◆ **Task instructions**
1. Transcribe the passage of the text on the veterans book project between "One initiative that" and "over 7,000 locations.", inclusive.
2. Pick up the text on authentic content marketing from where it stops and continue it.

◆ **Source extract**
Rajiv Chandrasekaran interviewed at Content Marketing World.

Rajiv Chandrasekaran interviewed at Content Marketing World.

One initiative that has rippled far and wide was one driven by content, and it’s the collaboration between Mr. Schultz and an accomplished journalist, Rajiv Chandrasekaran that began with the book, For Love of Country: What Our Veterans Can Teach Us About Citizenship, Heroism, and Sacrifice

The book tells stories of the courage, dedication, and sacrifice of American veterans on the battlefield and their equally valuable contributions on the home front. The project resulted in the story retold in videos and other media and was promoted through the Starbucks brand and its vast network of over 7,000 locations.

Good lessons about how to create content emerge from the story of For Love of Country - and not necessarily content related just to social impact. Rajiv shared these insights with the sensibilities of a journalist and the story highlights how important authenticity is to any content, along with context. This is important because the media landscape today is changing, and now almost anyone can be a content creator. And forward-leaning brands are becoming both content creators and curators.

Authenticity is also important because our society is changing, particularly millennials – social causes and finding meaningful engagement beyond the transaction is increasingly important. And talent is not always driven by money, often it’s about shared values and the opportunity to do something creative and/or meaningful. So what are some ways you can have authentic content? Rajiv offered six:

  1. Choose authentic subjects: This is particularly important if you choose to do social impact. Choose ones that you can tackle subjectively in the eyes of your audience. And it it’s not related to social impact, then focus on areas where your brand has authority or can develop the authority as a logical extension where it’s currently positioned.
  2. Find authentic stories: People can sniff out inauthenticity, and it’s particularly true of millennials. The other reason is that authentic stories have more staying power with people and therefore they are more compelling.

◆ **Information shown**
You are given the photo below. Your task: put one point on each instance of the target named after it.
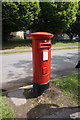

◆ **Exercise responses**
1.
One initiative that has rippled far and wide was one driven by content, and it’s the collaboration between Mr. Schultz and an accomplished journalist, Rajiv Chandrasekaran that began with the book, For Love of Country: What Our Veterans Can Teach Us About Citizenship, Heroism, and Sacrifice

The book tells stories of the courage, dedication, and sacrifice of American veterans on the battlefield and their equally valuable contributions on the home front. The project resulted in the story retold in videos and other media and was promoted through the Starbucks brand and its vast network of over 7,000 locations.

2.
  3. Partner with authentic storytellers. Whether it is in-house or folks outside your organization, doing this will give your content more impact. Content usually doesn’t have the same impact when it’s done with a ghostwriter.
  4. Take an authentic point of view. This is related to Ann Handley’s point about bolder marketing as a component to great content marketing. To do this, avoid the least common denominator and don’t be afraid to tackle controversial subjects, just try to do it with sophistication.
  5. Create an authentic context for your stories. What Starbucks did with Rajiv in writing that book fit within a broader context for Starbucks and its embrace of social causes that enabled it to make sense.
  6. Have an authentic call to action. Make sure it gives the audience a meaningful way to participate in your cause.
Rajiv session

A summary of the content from Rajiv's keynote session at Content Marketing World.

So not every company has the market presence of Starbucks (or the uniquity!), not every CEO has the star-power of Howard Schultz and not everyone can partner with an award-winning journalist to write a book. But that doesn't mean we should not strive with authenticity.

And it's not simply about pleasing millennials, as important as that is. The reality is that authenticity has always mattered, and what's changed is that our always-on multimedia social media world has made it easy to spot and "out" inauthenticity. So why risk it?

It's equally important that your content have context - an appropriate context. It should be meaningful to your company's values, mission or value proposition, otherwise you'll just leave your audiences wondering why you bothered creating the content.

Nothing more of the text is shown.